* Raw data:
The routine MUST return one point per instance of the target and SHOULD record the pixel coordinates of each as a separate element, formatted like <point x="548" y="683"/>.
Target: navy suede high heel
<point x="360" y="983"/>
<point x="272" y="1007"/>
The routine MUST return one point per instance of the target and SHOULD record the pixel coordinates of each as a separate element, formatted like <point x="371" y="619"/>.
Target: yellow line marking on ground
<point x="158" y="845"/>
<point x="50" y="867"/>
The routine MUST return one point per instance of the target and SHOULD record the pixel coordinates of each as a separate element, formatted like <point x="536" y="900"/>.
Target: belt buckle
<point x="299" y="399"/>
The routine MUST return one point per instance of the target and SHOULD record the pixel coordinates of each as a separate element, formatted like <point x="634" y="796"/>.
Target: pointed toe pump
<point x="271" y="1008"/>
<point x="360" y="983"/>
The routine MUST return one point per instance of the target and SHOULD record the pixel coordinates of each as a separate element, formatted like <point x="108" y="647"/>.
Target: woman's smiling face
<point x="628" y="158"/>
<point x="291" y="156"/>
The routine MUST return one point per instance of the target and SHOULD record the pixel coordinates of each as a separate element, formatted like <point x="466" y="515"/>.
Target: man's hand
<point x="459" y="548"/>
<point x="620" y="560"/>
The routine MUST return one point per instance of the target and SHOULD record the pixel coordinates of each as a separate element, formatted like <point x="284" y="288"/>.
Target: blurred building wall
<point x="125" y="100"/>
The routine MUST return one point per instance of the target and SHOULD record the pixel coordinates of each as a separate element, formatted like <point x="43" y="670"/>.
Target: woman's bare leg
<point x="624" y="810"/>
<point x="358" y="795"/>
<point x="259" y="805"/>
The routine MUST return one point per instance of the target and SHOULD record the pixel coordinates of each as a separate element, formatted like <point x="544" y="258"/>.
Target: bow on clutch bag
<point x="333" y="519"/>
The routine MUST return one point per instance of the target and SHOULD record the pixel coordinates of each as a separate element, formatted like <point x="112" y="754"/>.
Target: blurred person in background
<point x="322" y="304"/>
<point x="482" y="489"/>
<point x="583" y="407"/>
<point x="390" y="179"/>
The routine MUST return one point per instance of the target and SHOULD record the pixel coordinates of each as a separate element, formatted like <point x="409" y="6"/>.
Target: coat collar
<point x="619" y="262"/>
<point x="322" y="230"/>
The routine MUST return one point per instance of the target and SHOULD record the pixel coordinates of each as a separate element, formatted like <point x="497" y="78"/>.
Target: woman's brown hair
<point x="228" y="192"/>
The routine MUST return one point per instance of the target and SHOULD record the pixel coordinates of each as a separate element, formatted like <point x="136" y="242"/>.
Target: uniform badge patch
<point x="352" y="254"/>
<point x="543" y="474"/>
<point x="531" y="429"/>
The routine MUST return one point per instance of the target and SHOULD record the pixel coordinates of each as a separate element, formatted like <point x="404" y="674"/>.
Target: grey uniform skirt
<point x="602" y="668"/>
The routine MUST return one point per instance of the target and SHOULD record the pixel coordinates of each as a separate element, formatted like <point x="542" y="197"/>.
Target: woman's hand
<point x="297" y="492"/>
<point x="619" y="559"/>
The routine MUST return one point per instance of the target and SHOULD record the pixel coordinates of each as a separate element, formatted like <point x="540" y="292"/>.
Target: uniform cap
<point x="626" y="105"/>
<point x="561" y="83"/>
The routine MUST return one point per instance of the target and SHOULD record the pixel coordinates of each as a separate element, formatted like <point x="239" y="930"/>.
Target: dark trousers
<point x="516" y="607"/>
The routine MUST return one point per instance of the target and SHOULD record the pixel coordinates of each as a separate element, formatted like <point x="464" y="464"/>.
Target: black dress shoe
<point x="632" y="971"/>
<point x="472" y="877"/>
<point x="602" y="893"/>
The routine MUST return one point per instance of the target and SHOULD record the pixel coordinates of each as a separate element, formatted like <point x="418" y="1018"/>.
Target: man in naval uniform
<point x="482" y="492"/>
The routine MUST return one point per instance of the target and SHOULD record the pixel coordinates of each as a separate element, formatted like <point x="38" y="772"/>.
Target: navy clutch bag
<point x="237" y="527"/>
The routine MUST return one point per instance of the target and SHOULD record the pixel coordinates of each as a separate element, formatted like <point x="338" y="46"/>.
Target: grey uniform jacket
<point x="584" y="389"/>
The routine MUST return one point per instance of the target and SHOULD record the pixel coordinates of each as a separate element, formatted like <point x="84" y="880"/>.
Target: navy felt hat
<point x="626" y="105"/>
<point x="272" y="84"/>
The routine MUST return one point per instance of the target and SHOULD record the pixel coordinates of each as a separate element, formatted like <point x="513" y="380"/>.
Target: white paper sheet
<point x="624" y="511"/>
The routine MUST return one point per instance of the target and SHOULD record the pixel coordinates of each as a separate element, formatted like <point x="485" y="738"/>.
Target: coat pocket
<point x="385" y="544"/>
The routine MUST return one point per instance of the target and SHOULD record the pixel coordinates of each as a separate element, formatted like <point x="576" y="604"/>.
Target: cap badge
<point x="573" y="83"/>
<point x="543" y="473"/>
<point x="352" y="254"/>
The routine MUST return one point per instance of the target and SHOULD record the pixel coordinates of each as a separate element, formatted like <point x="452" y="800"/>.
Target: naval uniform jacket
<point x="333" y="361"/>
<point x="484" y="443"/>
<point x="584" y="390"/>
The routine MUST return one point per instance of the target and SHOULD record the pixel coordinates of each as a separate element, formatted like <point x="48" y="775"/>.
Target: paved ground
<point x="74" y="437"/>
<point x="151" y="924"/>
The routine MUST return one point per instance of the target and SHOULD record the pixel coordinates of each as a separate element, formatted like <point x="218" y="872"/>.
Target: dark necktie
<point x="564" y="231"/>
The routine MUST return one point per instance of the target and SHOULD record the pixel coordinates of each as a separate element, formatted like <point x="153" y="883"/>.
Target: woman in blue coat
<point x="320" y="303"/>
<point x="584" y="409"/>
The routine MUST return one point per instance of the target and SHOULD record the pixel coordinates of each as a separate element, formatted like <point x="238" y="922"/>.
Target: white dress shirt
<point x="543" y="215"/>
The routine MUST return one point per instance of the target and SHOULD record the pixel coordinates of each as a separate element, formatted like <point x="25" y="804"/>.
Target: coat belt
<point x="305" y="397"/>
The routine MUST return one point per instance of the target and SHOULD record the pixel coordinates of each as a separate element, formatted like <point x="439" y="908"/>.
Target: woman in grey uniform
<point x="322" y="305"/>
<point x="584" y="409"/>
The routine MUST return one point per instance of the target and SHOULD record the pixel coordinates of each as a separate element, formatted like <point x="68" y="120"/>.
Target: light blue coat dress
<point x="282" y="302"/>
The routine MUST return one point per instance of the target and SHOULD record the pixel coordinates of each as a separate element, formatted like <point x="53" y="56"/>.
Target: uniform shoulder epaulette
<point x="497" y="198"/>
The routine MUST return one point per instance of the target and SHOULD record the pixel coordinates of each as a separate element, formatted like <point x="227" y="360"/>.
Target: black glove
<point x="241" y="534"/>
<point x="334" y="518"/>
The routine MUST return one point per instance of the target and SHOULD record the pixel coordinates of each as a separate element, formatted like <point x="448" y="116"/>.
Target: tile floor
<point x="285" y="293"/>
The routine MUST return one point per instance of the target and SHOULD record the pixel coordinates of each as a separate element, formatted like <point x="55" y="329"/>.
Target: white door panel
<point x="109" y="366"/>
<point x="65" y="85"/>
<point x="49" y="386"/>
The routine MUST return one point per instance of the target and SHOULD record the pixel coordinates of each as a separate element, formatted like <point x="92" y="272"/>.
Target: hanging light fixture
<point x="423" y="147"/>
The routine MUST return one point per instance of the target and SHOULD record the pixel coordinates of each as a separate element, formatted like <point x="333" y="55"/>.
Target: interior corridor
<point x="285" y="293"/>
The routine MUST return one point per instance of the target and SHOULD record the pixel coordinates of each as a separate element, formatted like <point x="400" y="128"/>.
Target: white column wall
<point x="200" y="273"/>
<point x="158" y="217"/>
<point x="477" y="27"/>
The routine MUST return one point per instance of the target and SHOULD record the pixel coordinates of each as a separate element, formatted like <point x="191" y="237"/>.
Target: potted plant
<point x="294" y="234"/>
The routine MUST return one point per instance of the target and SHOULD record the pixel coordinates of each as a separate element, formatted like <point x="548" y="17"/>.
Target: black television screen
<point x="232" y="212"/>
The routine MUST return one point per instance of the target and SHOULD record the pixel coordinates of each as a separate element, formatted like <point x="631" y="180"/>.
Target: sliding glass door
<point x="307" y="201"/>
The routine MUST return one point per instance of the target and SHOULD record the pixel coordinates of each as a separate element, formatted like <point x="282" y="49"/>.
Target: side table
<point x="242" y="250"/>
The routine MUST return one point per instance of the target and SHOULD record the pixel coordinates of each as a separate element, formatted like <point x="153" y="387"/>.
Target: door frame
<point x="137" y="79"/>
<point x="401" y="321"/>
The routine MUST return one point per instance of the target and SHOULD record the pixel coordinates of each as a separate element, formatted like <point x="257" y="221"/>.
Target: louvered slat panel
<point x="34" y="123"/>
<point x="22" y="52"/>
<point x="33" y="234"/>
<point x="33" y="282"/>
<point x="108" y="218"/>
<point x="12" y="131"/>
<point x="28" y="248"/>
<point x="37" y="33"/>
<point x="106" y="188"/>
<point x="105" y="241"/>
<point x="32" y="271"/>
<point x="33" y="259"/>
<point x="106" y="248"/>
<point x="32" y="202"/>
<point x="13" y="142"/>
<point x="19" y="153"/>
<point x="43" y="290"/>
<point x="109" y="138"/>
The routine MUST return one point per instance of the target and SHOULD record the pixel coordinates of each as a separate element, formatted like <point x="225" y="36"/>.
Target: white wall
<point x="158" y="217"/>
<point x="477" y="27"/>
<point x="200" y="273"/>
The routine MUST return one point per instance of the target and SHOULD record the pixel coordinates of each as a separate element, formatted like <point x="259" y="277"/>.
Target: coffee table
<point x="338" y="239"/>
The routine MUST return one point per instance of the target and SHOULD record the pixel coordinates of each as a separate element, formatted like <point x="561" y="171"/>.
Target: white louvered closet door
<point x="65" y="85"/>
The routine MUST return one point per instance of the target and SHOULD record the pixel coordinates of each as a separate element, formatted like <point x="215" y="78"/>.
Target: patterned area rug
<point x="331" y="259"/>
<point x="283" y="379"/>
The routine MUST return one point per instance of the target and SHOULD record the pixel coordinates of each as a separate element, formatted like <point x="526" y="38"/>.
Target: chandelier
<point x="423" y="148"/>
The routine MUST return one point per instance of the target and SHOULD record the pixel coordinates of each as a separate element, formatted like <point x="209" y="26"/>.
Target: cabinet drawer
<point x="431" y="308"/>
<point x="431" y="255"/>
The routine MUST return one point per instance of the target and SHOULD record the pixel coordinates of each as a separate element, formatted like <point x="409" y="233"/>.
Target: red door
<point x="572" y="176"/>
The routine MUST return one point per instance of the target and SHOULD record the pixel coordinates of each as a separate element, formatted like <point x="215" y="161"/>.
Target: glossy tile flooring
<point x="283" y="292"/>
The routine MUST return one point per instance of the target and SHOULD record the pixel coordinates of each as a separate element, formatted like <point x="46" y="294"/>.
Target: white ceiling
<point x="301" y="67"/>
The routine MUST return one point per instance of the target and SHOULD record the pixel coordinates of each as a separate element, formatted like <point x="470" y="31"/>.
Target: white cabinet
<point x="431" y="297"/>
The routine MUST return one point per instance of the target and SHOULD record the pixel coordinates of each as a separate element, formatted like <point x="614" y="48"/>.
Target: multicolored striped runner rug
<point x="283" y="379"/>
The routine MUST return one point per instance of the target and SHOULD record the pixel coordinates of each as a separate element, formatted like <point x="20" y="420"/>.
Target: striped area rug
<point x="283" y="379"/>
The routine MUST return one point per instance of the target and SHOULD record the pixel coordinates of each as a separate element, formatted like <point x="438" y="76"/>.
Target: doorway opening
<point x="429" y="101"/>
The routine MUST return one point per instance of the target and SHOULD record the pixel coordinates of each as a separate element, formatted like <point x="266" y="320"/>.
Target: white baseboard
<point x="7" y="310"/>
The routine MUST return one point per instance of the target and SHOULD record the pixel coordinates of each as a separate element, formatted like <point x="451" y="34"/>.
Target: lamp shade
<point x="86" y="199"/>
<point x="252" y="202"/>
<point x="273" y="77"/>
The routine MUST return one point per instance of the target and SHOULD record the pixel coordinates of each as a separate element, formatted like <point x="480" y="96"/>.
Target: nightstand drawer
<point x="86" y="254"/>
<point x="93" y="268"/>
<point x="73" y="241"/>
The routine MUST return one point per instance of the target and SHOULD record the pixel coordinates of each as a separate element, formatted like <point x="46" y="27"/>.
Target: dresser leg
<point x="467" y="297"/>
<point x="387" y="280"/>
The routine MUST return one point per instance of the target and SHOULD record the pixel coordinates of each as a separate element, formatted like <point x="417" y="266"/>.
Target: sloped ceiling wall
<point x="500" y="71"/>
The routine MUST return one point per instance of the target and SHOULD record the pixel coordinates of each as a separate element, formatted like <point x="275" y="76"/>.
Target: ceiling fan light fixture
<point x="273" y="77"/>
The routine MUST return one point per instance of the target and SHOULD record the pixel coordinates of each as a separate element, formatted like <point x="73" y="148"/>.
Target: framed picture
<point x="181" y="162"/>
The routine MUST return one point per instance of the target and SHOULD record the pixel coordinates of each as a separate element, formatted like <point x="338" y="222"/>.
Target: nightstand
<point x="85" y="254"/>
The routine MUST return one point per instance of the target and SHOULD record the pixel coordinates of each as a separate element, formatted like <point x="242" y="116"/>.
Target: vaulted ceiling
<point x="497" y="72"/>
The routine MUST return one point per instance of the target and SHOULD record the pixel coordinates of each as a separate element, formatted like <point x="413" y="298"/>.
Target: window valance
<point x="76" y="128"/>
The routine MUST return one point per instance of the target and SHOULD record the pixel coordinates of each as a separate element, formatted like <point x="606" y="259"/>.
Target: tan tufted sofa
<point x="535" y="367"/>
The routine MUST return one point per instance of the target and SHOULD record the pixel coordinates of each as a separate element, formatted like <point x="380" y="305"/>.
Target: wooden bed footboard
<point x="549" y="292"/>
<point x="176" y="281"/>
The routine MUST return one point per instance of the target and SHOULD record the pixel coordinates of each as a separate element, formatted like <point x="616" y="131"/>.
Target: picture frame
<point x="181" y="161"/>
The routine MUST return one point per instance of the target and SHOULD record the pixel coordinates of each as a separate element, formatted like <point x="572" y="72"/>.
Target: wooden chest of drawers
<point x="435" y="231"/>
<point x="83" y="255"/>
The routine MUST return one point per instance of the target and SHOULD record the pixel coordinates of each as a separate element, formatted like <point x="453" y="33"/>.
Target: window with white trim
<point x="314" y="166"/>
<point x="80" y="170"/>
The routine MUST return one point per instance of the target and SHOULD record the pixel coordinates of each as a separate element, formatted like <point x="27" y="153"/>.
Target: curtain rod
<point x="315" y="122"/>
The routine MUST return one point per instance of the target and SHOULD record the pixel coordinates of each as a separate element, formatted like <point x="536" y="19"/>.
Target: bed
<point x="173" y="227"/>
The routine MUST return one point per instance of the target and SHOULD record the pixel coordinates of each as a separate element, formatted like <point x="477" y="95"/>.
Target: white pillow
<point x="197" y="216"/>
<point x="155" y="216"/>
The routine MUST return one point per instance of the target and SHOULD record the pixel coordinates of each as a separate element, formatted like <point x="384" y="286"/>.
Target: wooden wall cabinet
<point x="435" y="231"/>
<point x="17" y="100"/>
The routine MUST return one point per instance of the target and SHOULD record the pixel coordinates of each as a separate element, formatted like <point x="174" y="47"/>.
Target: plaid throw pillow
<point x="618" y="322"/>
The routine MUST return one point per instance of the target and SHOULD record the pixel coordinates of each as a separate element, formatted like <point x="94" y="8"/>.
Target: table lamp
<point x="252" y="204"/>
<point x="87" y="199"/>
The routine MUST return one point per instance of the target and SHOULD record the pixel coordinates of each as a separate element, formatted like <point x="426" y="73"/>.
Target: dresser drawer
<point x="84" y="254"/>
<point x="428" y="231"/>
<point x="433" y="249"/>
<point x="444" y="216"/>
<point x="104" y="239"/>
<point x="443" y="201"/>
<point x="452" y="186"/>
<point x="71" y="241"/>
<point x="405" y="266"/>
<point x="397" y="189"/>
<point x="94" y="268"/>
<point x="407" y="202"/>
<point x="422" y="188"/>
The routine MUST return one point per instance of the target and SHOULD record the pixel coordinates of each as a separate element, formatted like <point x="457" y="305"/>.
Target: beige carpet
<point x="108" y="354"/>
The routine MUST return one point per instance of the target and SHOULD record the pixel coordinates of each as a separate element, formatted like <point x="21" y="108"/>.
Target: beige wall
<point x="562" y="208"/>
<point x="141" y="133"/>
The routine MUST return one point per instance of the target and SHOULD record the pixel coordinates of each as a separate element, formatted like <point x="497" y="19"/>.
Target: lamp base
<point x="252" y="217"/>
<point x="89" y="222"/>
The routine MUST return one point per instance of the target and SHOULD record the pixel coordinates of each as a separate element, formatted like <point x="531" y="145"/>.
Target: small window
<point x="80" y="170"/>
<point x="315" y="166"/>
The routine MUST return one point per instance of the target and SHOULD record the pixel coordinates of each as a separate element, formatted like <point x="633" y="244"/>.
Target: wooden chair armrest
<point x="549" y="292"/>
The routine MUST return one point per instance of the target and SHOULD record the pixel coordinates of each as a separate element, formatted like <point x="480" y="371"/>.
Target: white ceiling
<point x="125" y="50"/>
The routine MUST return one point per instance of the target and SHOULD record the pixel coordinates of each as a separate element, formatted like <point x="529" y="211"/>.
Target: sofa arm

* Task to carry out: Return, unchanged, each line from the line containing "Target: lamp base" through the last line of the material.

* Task answer:
Target: lamp base
<point x="252" y="217"/>
<point x="89" y="222"/>
The routine MUST return one point per instance of the target and SHOULD record the pixel coordinates of each as a separate element, formatted like <point x="531" y="145"/>.
Target: small window
<point x="80" y="170"/>
<point x="315" y="166"/>
The routine MUST return one point per instance of the target and SHOULD record the pixel coordinates of each as a separate element, formatted like <point x="633" y="244"/>.
Target: wooden chair armrest
<point x="549" y="292"/>
The routine MUST return one point per instance of the target and SHOULD record the pixel coordinates of each as a separate element, formatted like <point x="480" y="371"/>.
Target: white ceiling
<point x="125" y="50"/>
The routine MUST return one point per instance of the target and SHOULD record the pixel coordinates of each as a separate element, formatted like <point x="529" y="211"/>.
Target: sofa arm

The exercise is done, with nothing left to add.